- [What is expected]: What is needed is an exact copy of the lines in the listing below, from the one with "Expected: one point per instance of the shoreline, each" up to and including the one with "Expected: one point per instance of the snow-capped", with no other lines.

[[ Data for analysis open ]]

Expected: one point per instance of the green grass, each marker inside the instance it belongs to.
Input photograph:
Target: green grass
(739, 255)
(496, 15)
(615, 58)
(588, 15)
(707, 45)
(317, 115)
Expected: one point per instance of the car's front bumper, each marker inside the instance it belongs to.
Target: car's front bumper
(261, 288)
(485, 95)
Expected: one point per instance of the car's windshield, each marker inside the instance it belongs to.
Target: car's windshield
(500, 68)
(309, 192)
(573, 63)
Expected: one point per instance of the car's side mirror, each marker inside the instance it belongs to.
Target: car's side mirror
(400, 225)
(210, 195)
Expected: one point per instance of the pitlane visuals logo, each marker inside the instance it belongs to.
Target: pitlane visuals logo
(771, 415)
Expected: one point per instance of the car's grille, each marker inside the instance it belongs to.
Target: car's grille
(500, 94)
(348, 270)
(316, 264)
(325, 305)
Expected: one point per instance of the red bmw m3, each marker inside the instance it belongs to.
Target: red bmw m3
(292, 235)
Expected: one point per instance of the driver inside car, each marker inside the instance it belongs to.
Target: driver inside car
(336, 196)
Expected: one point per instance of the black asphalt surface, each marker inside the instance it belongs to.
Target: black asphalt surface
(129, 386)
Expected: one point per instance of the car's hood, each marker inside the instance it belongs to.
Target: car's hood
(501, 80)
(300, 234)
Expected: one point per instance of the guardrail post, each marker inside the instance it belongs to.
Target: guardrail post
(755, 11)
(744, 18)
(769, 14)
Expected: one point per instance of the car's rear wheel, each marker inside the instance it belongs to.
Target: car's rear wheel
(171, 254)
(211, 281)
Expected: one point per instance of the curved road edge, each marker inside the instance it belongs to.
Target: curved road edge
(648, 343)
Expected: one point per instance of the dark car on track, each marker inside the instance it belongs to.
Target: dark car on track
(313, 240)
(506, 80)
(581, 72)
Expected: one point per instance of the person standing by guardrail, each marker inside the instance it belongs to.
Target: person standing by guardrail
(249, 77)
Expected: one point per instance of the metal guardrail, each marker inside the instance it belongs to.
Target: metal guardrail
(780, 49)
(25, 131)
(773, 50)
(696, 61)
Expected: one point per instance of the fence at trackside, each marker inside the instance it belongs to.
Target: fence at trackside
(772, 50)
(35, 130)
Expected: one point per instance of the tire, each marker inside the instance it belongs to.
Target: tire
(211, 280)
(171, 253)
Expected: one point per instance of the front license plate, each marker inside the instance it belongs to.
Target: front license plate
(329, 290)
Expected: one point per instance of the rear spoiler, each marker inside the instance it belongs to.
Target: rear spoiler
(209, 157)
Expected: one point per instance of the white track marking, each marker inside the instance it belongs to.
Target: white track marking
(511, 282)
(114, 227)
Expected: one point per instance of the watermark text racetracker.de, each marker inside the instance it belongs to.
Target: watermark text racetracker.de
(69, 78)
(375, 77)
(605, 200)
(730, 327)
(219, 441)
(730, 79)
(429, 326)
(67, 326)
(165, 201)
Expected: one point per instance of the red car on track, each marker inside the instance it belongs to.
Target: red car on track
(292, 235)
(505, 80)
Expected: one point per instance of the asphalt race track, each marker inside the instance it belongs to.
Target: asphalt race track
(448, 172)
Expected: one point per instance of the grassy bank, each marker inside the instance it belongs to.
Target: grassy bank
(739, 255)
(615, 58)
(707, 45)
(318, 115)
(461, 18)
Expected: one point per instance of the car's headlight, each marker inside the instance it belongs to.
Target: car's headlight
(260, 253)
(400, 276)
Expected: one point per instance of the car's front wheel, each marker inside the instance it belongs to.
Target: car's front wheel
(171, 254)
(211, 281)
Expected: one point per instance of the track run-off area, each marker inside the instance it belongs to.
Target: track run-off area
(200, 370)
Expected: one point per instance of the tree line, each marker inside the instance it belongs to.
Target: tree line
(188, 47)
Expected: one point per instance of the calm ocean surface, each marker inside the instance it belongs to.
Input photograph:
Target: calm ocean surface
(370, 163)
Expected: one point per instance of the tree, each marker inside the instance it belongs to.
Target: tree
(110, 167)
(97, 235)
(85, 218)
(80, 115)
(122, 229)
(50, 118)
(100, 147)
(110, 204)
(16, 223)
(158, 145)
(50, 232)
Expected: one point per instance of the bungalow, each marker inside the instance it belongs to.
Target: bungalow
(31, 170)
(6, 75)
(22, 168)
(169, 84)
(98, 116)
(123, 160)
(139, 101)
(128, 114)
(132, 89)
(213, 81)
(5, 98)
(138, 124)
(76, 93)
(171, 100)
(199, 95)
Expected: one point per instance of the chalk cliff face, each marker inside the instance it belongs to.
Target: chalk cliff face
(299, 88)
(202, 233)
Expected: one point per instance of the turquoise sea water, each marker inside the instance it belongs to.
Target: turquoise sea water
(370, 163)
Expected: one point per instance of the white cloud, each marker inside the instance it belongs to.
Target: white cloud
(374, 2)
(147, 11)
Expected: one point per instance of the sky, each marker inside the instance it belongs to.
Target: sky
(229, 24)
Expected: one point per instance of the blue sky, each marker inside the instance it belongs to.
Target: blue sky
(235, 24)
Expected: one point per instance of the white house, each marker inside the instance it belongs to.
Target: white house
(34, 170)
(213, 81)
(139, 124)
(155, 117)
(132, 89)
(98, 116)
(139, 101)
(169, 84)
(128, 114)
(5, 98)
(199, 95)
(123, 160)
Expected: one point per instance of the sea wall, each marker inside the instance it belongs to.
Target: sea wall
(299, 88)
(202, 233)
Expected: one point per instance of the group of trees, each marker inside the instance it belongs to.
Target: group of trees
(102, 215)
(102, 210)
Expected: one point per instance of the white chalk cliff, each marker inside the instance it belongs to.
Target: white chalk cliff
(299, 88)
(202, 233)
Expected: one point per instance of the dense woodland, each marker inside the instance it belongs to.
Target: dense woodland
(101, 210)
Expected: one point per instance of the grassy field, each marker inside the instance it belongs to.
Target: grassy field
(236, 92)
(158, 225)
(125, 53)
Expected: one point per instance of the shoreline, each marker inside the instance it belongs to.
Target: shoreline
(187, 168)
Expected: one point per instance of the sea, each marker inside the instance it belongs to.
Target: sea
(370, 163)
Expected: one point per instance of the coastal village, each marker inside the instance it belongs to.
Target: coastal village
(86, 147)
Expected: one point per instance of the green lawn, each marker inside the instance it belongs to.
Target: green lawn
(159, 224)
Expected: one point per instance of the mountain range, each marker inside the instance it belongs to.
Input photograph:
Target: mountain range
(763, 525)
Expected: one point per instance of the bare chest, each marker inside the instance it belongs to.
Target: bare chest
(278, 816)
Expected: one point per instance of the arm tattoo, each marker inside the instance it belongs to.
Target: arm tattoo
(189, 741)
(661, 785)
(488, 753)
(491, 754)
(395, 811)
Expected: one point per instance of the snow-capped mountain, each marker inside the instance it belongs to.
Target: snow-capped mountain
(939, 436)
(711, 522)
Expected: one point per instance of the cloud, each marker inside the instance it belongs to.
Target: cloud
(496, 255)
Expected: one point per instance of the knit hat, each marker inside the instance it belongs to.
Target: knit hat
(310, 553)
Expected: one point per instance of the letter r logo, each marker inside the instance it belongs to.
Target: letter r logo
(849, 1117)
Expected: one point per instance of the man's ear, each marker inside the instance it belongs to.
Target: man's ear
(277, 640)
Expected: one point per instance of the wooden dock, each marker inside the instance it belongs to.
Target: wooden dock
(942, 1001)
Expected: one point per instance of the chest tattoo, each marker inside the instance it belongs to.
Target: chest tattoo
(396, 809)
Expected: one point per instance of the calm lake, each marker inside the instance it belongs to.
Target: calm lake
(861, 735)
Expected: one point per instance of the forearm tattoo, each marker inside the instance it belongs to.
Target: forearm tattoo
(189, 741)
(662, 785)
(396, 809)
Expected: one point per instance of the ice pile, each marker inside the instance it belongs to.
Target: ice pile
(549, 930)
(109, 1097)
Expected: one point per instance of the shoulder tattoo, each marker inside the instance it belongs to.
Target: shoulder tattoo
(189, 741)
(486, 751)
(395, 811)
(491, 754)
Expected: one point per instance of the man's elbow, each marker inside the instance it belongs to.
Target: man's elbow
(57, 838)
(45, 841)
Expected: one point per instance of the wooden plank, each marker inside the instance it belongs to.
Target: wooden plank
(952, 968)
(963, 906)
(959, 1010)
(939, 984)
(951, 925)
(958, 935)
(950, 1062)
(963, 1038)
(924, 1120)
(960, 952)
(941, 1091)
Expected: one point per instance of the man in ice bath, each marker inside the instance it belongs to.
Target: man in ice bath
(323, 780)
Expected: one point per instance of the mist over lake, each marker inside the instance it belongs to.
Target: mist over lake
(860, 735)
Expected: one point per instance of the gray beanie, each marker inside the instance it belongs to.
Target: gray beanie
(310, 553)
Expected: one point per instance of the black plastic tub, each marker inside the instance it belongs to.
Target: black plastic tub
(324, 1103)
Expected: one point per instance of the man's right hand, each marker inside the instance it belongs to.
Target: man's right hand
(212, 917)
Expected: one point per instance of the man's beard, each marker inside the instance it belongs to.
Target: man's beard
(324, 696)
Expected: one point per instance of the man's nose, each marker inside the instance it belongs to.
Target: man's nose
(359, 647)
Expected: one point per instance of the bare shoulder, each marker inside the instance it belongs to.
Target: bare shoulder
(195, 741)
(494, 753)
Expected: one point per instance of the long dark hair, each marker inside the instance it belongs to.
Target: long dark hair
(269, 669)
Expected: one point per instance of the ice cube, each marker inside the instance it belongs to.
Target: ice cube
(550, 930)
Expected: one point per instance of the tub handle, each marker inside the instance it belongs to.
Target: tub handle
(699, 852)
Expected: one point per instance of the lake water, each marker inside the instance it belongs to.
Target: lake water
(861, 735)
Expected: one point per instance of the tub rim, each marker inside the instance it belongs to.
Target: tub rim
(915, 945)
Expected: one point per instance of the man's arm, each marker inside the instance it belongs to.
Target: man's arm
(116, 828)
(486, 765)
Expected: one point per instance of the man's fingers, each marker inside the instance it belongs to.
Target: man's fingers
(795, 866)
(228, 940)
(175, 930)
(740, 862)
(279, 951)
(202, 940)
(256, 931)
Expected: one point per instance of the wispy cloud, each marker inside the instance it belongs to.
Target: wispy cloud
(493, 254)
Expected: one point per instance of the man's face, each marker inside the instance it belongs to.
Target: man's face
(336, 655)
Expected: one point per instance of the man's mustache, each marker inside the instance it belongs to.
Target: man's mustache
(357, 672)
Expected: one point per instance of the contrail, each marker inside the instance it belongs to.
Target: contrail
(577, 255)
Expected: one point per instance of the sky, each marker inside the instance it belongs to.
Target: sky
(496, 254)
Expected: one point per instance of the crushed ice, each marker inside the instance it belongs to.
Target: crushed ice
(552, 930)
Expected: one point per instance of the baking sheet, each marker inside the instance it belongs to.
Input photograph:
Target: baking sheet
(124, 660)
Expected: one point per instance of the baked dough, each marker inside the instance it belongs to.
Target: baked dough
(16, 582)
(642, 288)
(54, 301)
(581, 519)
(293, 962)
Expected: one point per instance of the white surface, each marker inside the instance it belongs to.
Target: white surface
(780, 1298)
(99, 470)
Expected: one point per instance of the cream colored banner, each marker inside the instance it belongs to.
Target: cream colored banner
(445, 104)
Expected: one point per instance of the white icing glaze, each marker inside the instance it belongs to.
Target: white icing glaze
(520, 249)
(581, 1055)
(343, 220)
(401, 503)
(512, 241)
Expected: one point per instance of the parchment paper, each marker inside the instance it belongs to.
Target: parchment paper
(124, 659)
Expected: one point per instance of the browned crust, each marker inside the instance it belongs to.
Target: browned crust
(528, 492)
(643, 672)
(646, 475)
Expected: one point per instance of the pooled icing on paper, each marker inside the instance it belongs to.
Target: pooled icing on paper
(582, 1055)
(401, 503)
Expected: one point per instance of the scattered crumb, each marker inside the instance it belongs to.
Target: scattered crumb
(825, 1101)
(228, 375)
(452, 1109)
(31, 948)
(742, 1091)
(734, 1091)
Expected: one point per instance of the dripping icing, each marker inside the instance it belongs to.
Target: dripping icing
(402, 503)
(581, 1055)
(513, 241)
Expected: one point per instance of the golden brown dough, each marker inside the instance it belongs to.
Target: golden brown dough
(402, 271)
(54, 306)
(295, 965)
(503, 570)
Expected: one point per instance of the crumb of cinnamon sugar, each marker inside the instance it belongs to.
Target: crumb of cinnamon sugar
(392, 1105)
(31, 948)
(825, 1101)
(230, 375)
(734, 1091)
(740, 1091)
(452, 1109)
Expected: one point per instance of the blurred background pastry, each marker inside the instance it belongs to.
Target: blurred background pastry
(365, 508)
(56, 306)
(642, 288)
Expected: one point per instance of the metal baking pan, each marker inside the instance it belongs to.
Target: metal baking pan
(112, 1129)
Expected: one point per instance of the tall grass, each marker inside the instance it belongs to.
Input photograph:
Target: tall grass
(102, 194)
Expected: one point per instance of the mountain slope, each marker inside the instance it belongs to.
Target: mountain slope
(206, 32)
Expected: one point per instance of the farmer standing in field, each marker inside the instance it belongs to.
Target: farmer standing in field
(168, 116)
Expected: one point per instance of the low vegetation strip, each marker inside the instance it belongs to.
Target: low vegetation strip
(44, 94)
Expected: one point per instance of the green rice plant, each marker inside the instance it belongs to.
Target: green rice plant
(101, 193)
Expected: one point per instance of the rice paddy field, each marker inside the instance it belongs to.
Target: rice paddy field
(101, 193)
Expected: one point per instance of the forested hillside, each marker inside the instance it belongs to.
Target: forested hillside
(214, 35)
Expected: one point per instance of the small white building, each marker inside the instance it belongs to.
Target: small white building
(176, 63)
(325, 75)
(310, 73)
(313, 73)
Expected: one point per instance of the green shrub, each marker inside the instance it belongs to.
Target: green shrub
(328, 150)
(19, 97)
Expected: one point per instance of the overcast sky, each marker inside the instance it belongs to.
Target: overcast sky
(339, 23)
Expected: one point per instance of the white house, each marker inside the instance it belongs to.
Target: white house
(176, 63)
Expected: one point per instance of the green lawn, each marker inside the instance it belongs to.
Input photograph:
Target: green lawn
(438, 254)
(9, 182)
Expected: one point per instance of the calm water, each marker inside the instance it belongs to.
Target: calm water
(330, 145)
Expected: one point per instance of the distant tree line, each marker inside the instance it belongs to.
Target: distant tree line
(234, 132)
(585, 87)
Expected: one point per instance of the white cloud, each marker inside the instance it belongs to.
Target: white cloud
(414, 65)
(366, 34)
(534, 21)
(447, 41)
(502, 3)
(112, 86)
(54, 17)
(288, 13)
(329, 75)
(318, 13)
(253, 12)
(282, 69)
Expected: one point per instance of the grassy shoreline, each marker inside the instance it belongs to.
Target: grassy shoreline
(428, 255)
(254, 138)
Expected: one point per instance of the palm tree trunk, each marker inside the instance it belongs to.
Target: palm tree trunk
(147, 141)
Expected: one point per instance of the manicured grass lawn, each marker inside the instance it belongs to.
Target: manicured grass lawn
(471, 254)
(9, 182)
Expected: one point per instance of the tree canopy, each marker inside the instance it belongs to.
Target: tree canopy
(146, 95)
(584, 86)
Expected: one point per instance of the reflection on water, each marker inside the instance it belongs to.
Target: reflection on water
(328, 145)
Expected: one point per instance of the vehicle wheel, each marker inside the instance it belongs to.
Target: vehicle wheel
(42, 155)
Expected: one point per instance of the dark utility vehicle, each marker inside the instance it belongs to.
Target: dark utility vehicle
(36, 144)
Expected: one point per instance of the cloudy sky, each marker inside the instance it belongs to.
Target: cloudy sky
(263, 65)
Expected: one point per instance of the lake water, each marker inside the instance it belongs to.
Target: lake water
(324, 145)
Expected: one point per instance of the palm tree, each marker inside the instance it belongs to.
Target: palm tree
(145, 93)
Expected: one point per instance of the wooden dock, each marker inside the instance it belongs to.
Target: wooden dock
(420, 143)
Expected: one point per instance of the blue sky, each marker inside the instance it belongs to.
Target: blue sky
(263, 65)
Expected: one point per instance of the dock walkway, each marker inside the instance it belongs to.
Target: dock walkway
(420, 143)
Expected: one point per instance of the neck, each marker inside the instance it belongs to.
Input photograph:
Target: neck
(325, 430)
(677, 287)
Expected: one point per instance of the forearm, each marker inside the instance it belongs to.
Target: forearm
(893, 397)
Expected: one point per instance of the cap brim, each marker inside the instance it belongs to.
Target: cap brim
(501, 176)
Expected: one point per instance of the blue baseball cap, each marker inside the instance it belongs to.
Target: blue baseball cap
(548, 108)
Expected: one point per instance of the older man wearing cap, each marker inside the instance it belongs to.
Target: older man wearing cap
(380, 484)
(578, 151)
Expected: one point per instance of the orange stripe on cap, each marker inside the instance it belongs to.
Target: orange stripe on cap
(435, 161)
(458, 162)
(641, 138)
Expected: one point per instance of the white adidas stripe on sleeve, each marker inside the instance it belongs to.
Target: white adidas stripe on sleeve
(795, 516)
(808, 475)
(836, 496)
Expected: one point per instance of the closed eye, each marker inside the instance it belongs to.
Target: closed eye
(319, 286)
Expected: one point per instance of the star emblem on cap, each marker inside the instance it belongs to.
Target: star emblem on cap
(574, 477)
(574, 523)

[[ Data for analysis closed ]]

- [Response for this exercise]:
Expected: one point per instance of the shoreline, each marker inside the instance it belongs to.
Target: shoreline
(187, 168)
Expected: one point per instance of the sea, each marker inside the instance it belongs to.
Target: sea
(370, 163)
Expected: one point per instance of the coastal village, each marker inside the instance it belongs to.
Target: coastal village
(86, 147)
Expected: one point per instance of the green lawn, each marker inside the instance it belongs to.
Target: green lawn
(159, 224)
Expected: one point per instance of the mountain range, each marker inside the instance it belongs to.
Input photograph:
Target: mountain range
(763, 525)
Expected: one point per instance of the bare chest, each marker inside the instance it belongs to.
Target: bare chest
(278, 816)
Expected: one point per instance of the arm tattoo, each marker inside the instance it belongs to.
Target: arm tattoo
(189, 741)
(661, 785)
(488, 753)
(491, 754)
(395, 811)
Expected: one point per instance of the snow-capped mountain, each marker inside the instance it belongs to.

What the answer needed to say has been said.